WHAT IS REQUIRED —
Copy every line of the records below that contains the word "blue".

DATASET EXCERPTS —
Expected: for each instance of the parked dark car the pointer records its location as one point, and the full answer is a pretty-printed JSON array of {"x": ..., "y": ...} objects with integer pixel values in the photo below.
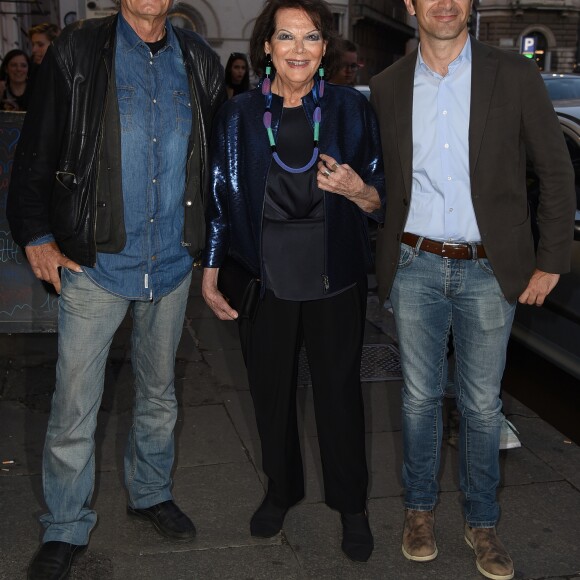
[
  {"x": 553, "y": 330},
  {"x": 562, "y": 87}
]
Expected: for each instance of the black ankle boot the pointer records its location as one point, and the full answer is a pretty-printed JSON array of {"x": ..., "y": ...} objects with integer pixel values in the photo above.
[
  {"x": 268, "y": 519},
  {"x": 357, "y": 539}
]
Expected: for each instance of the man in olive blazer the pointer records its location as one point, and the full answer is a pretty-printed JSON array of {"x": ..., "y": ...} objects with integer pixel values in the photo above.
[{"x": 458, "y": 119}]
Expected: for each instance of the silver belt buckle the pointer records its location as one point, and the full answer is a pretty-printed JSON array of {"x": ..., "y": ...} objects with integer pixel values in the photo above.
[{"x": 457, "y": 245}]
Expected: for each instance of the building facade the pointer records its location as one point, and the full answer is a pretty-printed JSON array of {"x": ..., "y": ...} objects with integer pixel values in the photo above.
[{"x": 549, "y": 28}]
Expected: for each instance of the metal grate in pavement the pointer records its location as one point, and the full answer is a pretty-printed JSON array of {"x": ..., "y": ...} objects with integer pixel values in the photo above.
[{"x": 380, "y": 362}]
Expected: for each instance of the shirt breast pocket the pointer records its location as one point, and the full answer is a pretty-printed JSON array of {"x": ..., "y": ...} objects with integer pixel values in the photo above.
[
  {"x": 182, "y": 104},
  {"x": 125, "y": 97}
]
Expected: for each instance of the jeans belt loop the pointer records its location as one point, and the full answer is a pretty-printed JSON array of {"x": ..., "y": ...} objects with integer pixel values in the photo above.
[
  {"x": 418, "y": 245},
  {"x": 473, "y": 251}
]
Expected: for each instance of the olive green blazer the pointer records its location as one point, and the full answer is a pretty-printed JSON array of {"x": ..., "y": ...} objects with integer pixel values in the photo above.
[{"x": 511, "y": 117}]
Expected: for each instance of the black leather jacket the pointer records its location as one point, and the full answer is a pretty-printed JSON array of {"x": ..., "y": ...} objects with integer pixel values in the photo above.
[{"x": 55, "y": 175}]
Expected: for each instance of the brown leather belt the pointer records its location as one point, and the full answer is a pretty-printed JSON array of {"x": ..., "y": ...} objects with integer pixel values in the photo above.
[{"x": 453, "y": 250}]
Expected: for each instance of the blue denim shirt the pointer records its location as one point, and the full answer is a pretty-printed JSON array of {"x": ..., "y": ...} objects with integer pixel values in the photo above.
[{"x": 155, "y": 114}]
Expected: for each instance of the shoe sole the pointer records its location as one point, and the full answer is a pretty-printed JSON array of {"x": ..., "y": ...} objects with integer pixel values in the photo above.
[
  {"x": 485, "y": 572},
  {"x": 164, "y": 533},
  {"x": 73, "y": 558},
  {"x": 420, "y": 558}
]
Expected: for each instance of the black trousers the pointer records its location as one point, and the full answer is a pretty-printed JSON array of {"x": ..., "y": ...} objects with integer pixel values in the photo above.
[{"x": 332, "y": 330}]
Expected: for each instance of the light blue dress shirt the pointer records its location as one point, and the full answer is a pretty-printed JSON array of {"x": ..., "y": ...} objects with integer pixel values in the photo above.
[
  {"x": 441, "y": 206},
  {"x": 155, "y": 116}
]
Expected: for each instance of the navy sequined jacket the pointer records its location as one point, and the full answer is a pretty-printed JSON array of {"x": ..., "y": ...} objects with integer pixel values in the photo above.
[{"x": 240, "y": 159}]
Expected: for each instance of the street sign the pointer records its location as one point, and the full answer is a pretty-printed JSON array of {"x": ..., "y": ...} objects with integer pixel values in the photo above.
[{"x": 528, "y": 47}]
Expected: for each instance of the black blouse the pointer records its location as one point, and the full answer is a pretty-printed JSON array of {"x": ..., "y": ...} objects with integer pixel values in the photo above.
[{"x": 293, "y": 228}]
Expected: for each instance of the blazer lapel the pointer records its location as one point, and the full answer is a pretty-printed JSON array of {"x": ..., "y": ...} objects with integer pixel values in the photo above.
[
  {"x": 483, "y": 71},
  {"x": 403, "y": 95}
]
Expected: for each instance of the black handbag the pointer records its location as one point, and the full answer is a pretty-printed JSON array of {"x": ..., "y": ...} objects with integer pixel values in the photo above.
[{"x": 240, "y": 287}]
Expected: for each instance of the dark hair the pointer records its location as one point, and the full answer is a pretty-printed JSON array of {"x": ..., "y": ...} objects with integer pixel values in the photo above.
[
  {"x": 265, "y": 26},
  {"x": 245, "y": 84},
  {"x": 6, "y": 60},
  {"x": 50, "y": 30}
]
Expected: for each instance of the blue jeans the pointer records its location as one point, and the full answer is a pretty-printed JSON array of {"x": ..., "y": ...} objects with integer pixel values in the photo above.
[
  {"x": 431, "y": 293},
  {"x": 88, "y": 319}
]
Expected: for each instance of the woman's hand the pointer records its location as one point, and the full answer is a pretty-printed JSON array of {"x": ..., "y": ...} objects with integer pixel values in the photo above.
[
  {"x": 213, "y": 297},
  {"x": 344, "y": 180}
]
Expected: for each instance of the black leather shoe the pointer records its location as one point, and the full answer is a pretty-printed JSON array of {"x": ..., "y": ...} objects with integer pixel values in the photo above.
[
  {"x": 268, "y": 519},
  {"x": 357, "y": 539},
  {"x": 53, "y": 561},
  {"x": 168, "y": 520}
]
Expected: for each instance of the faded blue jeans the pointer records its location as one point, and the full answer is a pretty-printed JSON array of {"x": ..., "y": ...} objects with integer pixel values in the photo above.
[
  {"x": 431, "y": 293},
  {"x": 88, "y": 319}
]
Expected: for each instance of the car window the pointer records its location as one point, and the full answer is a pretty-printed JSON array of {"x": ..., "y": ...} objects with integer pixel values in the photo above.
[
  {"x": 563, "y": 88},
  {"x": 574, "y": 150}
]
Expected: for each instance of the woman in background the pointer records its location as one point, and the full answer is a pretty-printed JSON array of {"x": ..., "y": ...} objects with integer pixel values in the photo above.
[
  {"x": 14, "y": 74},
  {"x": 41, "y": 37},
  {"x": 237, "y": 74}
]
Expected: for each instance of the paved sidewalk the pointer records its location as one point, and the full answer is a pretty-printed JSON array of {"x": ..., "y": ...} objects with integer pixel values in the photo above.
[{"x": 218, "y": 480}]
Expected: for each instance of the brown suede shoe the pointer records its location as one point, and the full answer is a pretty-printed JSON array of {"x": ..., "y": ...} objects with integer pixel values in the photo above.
[
  {"x": 419, "y": 537},
  {"x": 492, "y": 559}
]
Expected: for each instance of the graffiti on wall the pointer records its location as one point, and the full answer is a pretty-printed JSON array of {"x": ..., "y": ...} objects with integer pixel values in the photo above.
[{"x": 26, "y": 303}]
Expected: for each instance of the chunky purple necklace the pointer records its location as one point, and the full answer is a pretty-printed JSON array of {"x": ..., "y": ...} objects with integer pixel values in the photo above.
[{"x": 317, "y": 93}]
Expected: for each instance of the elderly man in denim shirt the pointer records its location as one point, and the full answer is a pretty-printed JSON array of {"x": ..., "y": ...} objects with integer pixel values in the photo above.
[{"x": 114, "y": 200}]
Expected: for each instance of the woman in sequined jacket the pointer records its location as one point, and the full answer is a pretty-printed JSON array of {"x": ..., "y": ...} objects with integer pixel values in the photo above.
[{"x": 297, "y": 172}]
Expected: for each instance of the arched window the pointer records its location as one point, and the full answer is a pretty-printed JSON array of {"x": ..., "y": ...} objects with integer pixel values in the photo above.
[{"x": 186, "y": 17}]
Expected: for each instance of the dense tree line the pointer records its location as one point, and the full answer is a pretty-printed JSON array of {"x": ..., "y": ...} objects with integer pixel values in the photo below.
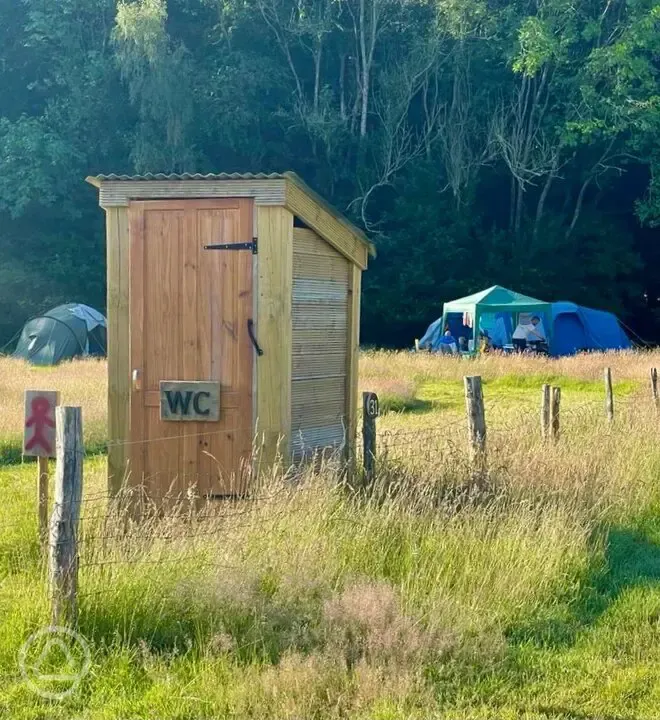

FULL SOLUTION —
Expected: for each instance of the blue denim shirt the pointer records its location as one point, and the full answer is a pretty-printed JSON array of {"x": ..., "y": ...} objects with integer pixel values in the photo above.
Expected: for each instance of the light blue dress shirt the pointer records its location as one point, and the full answer is a pretty-printed JSON array of {"x": ..., "y": ...} objects with integer pixel values in the photo above.
Expected: for each instance of the blue jeans the pointer records its location as one point, and the full answer is a pretty-printed JSON array of {"x": ..., "y": ...} objects with integer pixel values in the photo above.
Expected: for each instance of the faded blue jeans the pointer records its location as one point, and the full answer is a pretty-printed JSON array of {"x": ..., "y": ...} objects with integer pixel values in the photo above.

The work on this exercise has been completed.